## DIRECTIONS
Rescale the listing from the line with "Target: fingernail" to the line with "x=1104, y=329", both included, and give only those lines: multiply every answer coordinate by 2.05 and round to whole numbers (halves go up). Keep the request lines as they are, and leave the picture out.

## EXCERPTED DATA

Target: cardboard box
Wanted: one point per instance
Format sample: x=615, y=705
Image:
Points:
---
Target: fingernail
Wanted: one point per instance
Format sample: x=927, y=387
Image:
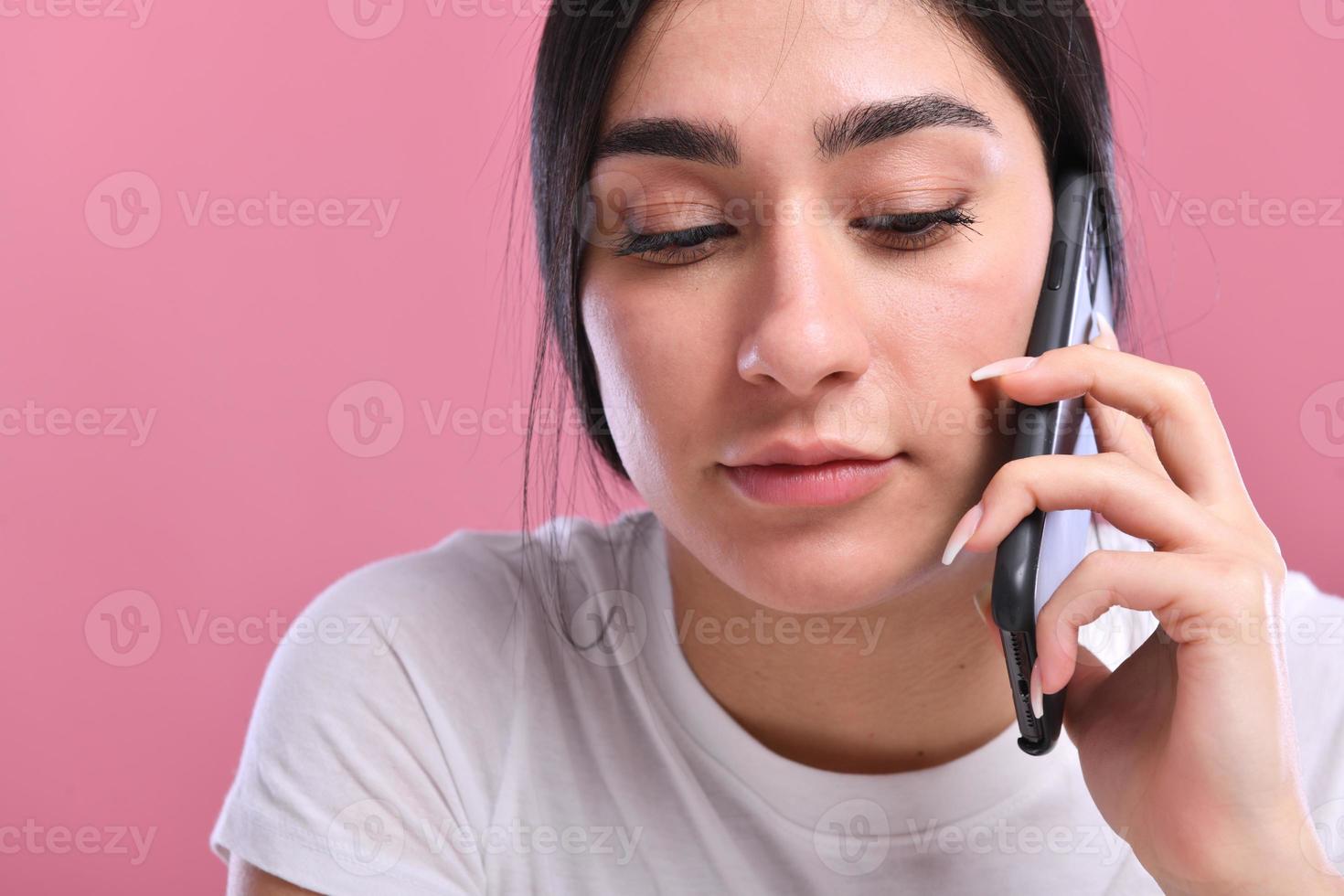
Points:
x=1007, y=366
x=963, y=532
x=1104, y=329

## WORKED ANSWER
Target: fingernail
Wanted: one point per instance
Format sample: x=927, y=387
Image:
Points:
x=2064, y=750
x=1974, y=1091
x=2263, y=674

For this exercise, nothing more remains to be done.